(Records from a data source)
────────────────────

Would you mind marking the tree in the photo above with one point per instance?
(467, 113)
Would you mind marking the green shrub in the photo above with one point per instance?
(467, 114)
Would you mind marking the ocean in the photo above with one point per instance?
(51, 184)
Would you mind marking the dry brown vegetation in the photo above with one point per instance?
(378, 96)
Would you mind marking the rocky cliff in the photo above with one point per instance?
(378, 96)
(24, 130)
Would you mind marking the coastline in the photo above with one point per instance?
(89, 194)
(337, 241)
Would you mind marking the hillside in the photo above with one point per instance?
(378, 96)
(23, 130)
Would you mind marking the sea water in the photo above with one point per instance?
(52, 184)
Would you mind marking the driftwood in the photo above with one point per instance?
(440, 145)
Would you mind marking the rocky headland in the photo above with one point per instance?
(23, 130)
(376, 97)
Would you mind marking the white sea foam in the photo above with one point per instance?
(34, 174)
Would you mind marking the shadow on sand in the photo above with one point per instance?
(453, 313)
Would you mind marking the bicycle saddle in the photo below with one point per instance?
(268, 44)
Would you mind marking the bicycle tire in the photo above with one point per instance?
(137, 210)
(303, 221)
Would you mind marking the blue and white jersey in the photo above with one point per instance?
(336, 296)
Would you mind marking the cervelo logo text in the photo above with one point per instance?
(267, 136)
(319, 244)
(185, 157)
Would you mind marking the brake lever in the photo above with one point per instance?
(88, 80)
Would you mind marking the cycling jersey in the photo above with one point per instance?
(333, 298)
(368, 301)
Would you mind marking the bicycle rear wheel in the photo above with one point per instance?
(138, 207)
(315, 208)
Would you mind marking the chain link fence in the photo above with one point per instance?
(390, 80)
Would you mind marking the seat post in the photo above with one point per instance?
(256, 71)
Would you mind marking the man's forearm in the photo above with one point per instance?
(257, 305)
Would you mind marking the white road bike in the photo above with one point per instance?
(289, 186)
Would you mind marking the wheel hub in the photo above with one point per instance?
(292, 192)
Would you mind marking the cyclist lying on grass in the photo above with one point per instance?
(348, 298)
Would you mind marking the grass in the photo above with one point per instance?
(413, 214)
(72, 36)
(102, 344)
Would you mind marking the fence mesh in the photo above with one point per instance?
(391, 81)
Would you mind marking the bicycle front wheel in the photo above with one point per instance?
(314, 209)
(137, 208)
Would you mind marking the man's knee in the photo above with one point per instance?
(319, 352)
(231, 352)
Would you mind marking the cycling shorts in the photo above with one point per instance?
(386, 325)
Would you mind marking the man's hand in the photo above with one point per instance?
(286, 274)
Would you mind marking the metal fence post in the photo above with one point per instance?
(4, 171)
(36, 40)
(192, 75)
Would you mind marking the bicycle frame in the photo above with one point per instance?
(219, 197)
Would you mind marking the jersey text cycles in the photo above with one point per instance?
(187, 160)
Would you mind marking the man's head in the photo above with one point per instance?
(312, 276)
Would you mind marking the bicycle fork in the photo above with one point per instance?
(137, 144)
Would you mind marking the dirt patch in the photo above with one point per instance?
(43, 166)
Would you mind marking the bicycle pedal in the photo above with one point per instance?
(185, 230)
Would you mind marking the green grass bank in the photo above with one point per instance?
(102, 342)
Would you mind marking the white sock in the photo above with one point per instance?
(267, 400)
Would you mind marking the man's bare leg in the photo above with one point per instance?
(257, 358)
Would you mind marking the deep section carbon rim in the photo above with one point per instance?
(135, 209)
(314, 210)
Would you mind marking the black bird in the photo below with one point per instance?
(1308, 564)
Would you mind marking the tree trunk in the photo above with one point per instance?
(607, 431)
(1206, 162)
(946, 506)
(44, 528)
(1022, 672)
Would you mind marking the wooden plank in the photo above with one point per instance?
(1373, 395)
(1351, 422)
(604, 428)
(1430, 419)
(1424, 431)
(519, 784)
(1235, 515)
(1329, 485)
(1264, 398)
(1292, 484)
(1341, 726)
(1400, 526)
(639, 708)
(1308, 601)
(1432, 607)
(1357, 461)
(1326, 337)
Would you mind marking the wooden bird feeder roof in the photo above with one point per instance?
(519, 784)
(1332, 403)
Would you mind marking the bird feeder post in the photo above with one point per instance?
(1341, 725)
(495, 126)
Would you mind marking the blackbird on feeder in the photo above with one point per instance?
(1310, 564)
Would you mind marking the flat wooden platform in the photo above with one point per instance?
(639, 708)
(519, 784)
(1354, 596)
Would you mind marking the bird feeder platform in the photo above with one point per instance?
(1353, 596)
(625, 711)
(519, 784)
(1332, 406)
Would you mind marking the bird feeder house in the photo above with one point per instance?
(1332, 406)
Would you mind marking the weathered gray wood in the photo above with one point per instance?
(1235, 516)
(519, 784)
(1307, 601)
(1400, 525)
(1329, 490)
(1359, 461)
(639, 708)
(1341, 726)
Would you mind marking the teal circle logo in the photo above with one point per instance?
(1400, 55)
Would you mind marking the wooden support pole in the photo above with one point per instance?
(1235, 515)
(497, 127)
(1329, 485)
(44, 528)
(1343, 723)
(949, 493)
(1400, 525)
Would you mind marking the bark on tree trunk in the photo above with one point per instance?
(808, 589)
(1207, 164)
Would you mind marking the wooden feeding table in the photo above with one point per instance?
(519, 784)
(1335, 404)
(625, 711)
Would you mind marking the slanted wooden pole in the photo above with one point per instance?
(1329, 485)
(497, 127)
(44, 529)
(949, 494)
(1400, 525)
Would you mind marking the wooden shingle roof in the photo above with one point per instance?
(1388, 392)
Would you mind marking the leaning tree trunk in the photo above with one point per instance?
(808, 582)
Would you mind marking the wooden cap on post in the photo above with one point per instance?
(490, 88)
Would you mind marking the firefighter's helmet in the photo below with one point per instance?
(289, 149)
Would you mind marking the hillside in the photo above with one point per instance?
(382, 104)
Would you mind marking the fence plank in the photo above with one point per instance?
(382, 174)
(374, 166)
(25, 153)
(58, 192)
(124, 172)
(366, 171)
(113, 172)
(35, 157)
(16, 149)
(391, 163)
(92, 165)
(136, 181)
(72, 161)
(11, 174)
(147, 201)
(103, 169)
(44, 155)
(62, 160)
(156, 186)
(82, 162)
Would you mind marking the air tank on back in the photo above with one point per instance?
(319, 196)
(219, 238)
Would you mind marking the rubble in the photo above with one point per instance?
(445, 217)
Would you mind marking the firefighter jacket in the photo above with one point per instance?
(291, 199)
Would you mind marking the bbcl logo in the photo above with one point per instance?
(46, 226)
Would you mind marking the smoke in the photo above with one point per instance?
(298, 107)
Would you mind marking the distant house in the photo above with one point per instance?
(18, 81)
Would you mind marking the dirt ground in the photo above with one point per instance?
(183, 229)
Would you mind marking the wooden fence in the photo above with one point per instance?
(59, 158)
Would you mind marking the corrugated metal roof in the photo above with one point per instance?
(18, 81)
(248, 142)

────────────────────

■ PROBLEM DESCRIPTION ■
The answer is the line holding "Would you mind marking the wooden fence" and all the lines after it through the end of the records, repeated exactly.

■ FINISHED EXERCISE ■
Would you mind marking the wooden fence in the photo above with one point per instance?
(59, 158)
Would you mind marking the corrugated metal roof in the photo above with one point per instance?
(18, 81)
(248, 142)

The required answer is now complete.